**EXCERPTED DATA**:

• • •

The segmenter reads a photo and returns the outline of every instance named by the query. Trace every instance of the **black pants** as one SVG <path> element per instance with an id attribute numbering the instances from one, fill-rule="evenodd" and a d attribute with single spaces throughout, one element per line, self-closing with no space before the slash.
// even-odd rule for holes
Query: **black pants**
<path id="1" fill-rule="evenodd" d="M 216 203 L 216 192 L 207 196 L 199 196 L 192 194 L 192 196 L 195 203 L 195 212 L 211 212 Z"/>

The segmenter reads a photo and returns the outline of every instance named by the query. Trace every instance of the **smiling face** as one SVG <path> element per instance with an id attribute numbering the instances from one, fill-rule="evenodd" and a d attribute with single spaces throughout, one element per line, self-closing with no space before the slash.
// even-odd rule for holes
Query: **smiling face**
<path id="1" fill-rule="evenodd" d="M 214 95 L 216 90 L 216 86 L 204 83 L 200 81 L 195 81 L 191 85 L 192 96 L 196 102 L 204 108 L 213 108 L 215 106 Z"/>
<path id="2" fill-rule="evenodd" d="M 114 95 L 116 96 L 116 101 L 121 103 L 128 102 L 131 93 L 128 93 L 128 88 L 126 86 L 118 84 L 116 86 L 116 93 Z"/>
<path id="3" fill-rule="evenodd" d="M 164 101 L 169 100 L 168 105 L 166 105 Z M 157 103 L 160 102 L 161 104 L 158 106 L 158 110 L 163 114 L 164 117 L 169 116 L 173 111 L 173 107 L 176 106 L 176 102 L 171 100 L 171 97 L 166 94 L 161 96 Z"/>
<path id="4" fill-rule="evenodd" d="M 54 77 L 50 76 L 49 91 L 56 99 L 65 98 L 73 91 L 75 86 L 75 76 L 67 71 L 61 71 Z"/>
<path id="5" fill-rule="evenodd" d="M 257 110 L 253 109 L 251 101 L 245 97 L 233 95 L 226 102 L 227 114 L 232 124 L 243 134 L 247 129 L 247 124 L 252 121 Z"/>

• • •

**TASK GOAL**: Rewrite the material above as a two-column CSV with the header row instruction,response and one row for each request. Put each request's full text in the instruction field and its answer in the response field, quote both fields, and turn every line break into a space.

**COMPLETED TASK**:
instruction,response
"The segmenter reads a photo and returns the outline of every instance named by the query. Trace every instance of the **black pants** as one SVG <path> element per instance with an id attribute numbering the instances from one, fill-rule=""evenodd"" and a d attribute with single spaces throughout, one element per line, self-closing with no space before the slash. // even-odd rule for holes Query: **black pants**","<path id=""1"" fill-rule=""evenodd"" d=""M 216 203 L 216 192 L 207 196 L 199 196 L 192 194 L 192 196 L 195 203 L 195 212 L 211 212 Z""/>"
"The segmenter reads a photo and returns the outline of every instance named by the query. Trace every instance of the **smiling face** as one SVG <path> element per instance with an id attribute numbering the instances from one, fill-rule=""evenodd"" and a d attribute with single spaces throughout, one element per line, self-closing with no space before the slash. // even-odd rule for holes Query: **smiling face**","<path id=""1"" fill-rule=""evenodd"" d=""M 214 95 L 216 90 L 216 86 L 204 83 L 200 81 L 195 81 L 191 85 L 192 96 L 196 102 L 204 108 L 213 108 L 215 106 Z""/> <path id=""2"" fill-rule=""evenodd"" d=""M 114 95 L 116 96 L 116 101 L 121 103 L 128 102 L 131 93 L 128 93 L 128 88 L 126 86 L 118 84 L 116 86 L 116 93 Z""/> <path id=""3"" fill-rule=""evenodd"" d=""M 164 101 L 169 100 L 168 105 L 166 105 Z M 157 103 L 160 102 L 161 104 L 158 106 L 158 110 L 163 114 L 164 117 L 169 116 L 173 111 L 173 107 L 176 106 L 176 102 L 171 100 L 171 97 L 166 94 L 161 96 Z""/> <path id=""4"" fill-rule=""evenodd"" d=""M 54 77 L 50 76 L 49 91 L 56 99 L 65 98 L 73 91 L 75 86 L 75 76 L 67 71 L 61 71 Z""/> <path id=""5"" fill-rule=""evenodd"" d=""M 257 110 L 253 109 L 251 101 L 245 97 L 233 95 L 226 102 L 227 114 L 232 124 L 243 134 L 247 129 L 247 124 L 252 121 Z""/>"